[DOCUMENT EXCERPT — start]
But retirees are not passive beneficiaries since they face a mirror-image version of the same risk: less time to recover if the AI trade reverses. A sequence-of-returns shock in a tech-heavy portfolio at age 67 is not the same as a drawdown at 32. The upside and the fragility are two sides of the same coin.
Jonson said although this applies across the board, it’s particularly apparent for tech workers. “Depending on when they joined, some employees are sitting on pretty remarkable paper gains, in some cases 20x or more,” Jonson told Fortune. “Liquidity events provide them opportunities to secure financial independence, pay off the house, pay for college, diversify, and still have some upside.”
A young employee at a major AI company may have a salary, bonus, career path, and stock compensation all tied to the same market narrative. If that worker also has a large amount of company stock, the risk is not just that the market sours, but that their job and their portfolio fall at the same time.
But for a lucky few, he said, “it’s truly a have your cake and eat it too moment.”
[DOCUMENT EXCERPT — finish]
[GIVEN ENTRIES — start]
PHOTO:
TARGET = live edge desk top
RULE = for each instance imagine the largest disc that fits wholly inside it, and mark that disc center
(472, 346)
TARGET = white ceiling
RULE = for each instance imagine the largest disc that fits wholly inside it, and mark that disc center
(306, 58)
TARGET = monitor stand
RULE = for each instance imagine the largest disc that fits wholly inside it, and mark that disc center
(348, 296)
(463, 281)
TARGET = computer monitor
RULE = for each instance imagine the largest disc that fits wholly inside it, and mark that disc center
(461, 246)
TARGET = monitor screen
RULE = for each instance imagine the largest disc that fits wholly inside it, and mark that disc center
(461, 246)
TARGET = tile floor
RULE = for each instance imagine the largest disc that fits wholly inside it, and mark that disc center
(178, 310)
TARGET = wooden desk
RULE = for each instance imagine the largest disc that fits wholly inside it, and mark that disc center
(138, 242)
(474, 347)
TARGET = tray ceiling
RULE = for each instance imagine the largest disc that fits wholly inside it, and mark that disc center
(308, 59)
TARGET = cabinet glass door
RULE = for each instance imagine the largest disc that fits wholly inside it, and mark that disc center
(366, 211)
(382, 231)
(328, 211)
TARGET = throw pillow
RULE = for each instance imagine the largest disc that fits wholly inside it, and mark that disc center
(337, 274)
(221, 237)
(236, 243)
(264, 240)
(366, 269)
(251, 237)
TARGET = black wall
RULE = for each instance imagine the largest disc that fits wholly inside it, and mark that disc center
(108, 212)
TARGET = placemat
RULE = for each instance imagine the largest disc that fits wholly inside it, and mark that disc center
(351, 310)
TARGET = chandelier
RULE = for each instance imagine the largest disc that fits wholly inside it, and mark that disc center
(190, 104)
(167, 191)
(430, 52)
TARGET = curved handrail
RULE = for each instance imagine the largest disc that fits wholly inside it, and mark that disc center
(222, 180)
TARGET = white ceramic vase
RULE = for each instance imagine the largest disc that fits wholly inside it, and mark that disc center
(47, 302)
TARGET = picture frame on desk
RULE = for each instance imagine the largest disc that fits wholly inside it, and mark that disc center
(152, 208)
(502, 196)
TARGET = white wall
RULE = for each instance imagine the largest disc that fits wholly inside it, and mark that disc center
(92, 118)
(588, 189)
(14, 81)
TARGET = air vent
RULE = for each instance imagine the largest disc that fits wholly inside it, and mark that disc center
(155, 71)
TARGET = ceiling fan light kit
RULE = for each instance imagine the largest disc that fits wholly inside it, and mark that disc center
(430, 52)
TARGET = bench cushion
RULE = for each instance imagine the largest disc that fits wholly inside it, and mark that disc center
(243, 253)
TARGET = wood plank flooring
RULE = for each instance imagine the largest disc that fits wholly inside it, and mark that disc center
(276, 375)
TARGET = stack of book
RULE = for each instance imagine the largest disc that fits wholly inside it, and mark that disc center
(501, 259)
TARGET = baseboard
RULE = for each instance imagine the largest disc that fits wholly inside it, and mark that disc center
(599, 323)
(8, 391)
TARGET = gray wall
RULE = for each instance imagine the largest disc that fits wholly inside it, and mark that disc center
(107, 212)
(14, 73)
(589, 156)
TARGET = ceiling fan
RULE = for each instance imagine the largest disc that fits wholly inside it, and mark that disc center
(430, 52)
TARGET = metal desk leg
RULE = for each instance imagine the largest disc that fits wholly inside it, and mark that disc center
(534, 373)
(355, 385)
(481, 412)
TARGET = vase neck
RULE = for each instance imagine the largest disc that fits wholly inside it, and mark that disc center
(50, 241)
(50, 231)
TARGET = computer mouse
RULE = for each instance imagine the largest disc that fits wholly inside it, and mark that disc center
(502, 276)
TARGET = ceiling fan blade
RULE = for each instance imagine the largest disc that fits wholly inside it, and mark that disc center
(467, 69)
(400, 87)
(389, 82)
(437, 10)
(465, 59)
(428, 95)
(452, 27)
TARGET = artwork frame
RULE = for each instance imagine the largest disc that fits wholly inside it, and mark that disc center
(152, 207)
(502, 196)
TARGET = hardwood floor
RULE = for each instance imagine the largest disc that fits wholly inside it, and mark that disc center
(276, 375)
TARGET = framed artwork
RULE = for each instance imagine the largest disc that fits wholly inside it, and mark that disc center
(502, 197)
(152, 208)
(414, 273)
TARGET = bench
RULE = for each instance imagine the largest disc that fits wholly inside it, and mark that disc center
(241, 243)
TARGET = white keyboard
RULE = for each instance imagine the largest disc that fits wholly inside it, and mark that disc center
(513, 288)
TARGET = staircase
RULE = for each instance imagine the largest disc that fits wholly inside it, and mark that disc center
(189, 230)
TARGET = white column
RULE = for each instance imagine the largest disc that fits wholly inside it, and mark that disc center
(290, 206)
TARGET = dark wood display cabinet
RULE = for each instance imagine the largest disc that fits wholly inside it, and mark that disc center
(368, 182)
[GIVEN ENTRIES — finish]
TASKS TO CARRY OUT:
1 – In the passage about AI-driven stock gains, how large does Jonson say some tech employees' paper gains are in some cases?
2 – Please carry on the passage about AI-driven stock gains past its last sentence.

ANSWER LIST:
1 – 20x or more.

2 –
However, not everyone is in that position. Employees who joined later may be facing a much more emotional calculation. “We’ve seen the narrative shift over the past few months with OpenAI and Anthropic, and employees are worried it could be a winner-take-all situation,” Jonson said. “That can make equity feel less like guaranteed upside and more like a concentrated emotional bet, which carries a lot of psychological weight.”
That’s where Jonson says financial planning matters, saying it’s not whether AI will keep winning, but rather, how much of someone’s financial life is tied to that outcome.
“One way to potentially spin it is: You have a million dollars of your company stock. Should I just sell and put it in a high-yield savings account?” Jonson said.
For Jonson, he said investors should answer that question and look at it at an angle less of risk tolerance and more of what he calls “risk ability.”
“Risk tolerance, I think, gets a bit overused in the industry, but I think it’s not married enough to risk ability. Like, what is your ability to take risk?”
Risk tolerance is how much volatility someone thinks they can handle. Risk ability is whether their actual life can absorb the hit. A 28-year-old with a stable job, emergency savings, and decades before retirement may be able to ride out a market selloff. A 28-year-old whose paycheck, stock grants, and career prospects are all tied to one AI-heavy employer may not have the same cushion, even if they feel comfortable taking risk.
“I think risk tolerance is so much confined to, like, I don’t understand risk. And once you can understand risk, then I think your risk tolerance gets closer to your risk ability, because you understand why,” Jonson said. “I think that’s where we as an industry can do a better job of helping people think about risk ability more at the forefront.”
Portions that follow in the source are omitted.